**Given problem**
Nothing but the lines from the one containing "Exercise. Mark the bottle" through the last line should be written out, please, exactly as they stand.

[Records from a data source]
(begin)

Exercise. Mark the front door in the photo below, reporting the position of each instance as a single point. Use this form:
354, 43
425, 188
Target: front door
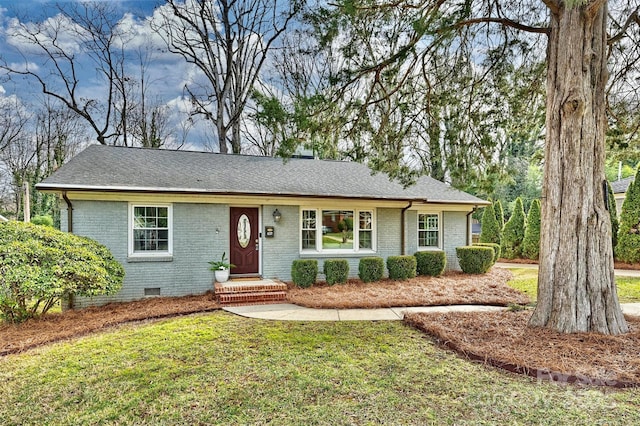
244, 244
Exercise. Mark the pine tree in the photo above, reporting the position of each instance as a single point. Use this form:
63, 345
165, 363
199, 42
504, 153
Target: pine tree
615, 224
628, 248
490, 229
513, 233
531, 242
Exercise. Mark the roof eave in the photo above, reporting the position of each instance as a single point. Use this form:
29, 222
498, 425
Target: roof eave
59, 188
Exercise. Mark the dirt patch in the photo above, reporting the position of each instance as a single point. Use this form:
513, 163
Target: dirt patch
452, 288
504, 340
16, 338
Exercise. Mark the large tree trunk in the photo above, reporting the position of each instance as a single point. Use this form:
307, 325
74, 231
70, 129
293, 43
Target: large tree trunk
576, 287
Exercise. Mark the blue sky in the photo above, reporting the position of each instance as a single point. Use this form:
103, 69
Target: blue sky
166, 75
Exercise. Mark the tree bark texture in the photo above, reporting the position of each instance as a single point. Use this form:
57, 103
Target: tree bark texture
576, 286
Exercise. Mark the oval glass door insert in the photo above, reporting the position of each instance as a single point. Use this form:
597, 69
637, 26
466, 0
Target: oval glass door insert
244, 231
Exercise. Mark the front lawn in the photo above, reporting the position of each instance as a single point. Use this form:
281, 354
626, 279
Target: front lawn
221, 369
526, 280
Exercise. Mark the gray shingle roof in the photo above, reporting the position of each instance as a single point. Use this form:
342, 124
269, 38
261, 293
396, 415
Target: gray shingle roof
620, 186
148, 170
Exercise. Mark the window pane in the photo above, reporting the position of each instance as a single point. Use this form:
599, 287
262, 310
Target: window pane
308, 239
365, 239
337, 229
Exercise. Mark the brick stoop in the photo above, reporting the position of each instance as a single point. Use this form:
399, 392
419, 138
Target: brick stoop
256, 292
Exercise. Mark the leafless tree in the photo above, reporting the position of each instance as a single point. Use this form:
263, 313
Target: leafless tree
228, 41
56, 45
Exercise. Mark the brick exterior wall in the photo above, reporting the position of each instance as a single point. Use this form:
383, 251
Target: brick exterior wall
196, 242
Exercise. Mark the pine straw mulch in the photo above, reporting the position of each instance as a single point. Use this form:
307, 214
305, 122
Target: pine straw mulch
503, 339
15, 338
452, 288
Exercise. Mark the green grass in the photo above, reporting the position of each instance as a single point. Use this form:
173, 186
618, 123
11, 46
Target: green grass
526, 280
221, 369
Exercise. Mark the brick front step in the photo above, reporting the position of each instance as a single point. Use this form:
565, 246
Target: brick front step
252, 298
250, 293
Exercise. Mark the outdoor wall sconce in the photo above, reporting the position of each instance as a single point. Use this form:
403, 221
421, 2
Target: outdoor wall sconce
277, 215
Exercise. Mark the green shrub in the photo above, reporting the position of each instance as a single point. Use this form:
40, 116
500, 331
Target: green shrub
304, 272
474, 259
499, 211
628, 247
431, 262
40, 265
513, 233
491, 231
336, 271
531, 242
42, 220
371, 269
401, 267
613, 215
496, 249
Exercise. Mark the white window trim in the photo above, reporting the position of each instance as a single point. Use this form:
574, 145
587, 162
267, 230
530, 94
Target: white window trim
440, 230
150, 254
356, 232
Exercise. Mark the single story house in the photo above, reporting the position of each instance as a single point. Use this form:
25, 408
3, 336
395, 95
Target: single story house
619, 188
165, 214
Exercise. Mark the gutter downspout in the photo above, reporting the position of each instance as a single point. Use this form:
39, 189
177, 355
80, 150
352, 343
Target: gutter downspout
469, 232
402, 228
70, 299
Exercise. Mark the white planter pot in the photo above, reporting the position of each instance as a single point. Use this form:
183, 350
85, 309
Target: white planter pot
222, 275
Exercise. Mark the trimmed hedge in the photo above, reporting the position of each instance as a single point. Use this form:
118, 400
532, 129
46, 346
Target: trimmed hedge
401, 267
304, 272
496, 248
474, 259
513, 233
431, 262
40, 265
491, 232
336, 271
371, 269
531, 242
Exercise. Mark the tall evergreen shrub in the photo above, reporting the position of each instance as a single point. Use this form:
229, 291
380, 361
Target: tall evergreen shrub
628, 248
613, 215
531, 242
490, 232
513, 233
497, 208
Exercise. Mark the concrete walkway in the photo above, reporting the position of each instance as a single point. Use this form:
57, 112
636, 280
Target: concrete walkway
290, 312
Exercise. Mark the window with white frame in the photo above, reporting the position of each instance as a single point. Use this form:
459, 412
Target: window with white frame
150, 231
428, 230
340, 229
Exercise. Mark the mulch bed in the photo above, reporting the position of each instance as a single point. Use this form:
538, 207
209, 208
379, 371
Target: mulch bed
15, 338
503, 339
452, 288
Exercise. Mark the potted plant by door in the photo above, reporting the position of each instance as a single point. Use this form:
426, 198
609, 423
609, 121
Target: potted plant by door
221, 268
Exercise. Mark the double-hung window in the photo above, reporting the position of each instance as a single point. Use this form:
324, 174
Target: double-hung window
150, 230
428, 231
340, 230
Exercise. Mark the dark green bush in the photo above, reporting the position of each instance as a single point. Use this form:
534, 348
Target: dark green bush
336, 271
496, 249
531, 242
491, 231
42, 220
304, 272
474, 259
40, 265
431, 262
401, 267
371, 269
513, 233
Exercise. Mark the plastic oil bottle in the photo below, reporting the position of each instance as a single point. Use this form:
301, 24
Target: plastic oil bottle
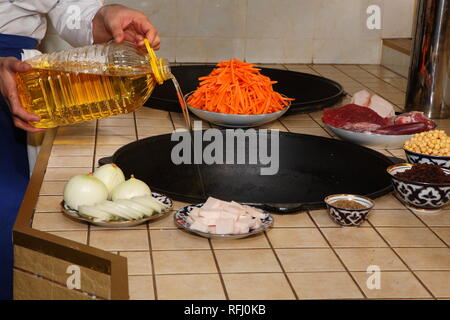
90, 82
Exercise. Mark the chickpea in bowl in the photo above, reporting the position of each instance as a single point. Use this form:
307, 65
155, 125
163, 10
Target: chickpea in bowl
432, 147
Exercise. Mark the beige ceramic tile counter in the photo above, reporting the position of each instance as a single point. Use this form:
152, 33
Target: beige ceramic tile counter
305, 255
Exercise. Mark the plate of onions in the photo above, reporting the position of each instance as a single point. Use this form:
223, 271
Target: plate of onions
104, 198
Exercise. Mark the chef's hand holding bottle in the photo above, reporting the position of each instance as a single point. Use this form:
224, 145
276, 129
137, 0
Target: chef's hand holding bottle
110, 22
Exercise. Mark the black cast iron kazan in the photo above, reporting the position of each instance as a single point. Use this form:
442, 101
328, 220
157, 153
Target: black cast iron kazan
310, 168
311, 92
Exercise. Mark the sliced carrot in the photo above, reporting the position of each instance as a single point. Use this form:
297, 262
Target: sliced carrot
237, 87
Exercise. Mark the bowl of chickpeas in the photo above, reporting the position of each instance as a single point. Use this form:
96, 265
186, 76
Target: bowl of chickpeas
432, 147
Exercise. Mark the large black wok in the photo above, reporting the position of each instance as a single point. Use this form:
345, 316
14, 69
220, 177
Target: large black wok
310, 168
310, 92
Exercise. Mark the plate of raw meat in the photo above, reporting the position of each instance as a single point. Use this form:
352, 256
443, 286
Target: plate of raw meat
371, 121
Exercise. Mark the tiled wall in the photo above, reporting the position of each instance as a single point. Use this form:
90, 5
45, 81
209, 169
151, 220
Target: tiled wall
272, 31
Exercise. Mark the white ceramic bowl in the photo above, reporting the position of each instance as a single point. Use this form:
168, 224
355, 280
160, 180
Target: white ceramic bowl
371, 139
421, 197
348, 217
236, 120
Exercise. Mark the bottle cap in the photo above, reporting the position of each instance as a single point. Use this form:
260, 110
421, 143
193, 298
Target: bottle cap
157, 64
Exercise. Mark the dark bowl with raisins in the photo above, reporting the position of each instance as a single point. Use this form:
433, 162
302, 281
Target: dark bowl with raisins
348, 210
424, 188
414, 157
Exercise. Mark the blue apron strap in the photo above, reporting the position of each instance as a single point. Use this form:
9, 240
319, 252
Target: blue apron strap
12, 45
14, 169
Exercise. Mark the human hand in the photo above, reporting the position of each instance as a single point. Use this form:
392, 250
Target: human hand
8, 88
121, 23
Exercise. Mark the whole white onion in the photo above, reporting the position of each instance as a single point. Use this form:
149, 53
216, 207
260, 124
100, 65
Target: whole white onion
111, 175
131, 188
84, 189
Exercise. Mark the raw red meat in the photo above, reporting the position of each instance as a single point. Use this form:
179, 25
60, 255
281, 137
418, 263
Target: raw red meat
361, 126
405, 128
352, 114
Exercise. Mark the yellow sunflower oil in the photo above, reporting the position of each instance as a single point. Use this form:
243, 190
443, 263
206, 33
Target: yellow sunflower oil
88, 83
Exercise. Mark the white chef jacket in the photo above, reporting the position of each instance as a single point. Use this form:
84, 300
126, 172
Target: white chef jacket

(end)

**Task result**
Exercise. Mark the bottle cap in the photo above, reporting the position of each instance as a single point. Use this form:
260, 110
421, 143
193, 298
Target: bottle cap
157, 64
Exercise. Mark the dark bowl with raisins in the photo above, reporting the position of each instance as a single point. Use this form:
433, 162
302, 281
Target: dark bowl with raisins
348, 210
424, 188
414, 157
Exercise. Mark the blue apron strap in the photo above, reporting the position of each instance as a single point. Use this form:
9, 240
319, 252
Target: blue apron strap
12, 45
14, 169
Exercise. Mark the human hand in the photo above, reporting the position of each instance as a single point. Use this form:
392, 250
Target: human hand
8, 88
121, 23
Exercise. Mark the whole white onion in the photo above, reporting the position of each instance as a single point. Use this form:
149, 53
216, 207
260, 124
100, 65
Target: whole white onion
111, 175
131, 188
84, 189
Exercise. Mark the raw red meat in the photo above, reporting the position of each instance as a single point. Use this form:
179, 25
60, 255
281, 137
418, 263
Target: raw red meat
361, 126
405, 128
352, 114
Exercise. Mark the yellow sunflower oil in the photo above, reporting the position of each instance as a single point. Use this form:
243, 190
443, 263
206, 33
Target: yellow sunflower oil
88, 83
Exercise. Mark the white chef jacket in the photo above, reporting the position of each instance as a single point. Use this form:
84, 300
126, 172
Target: white chef jacket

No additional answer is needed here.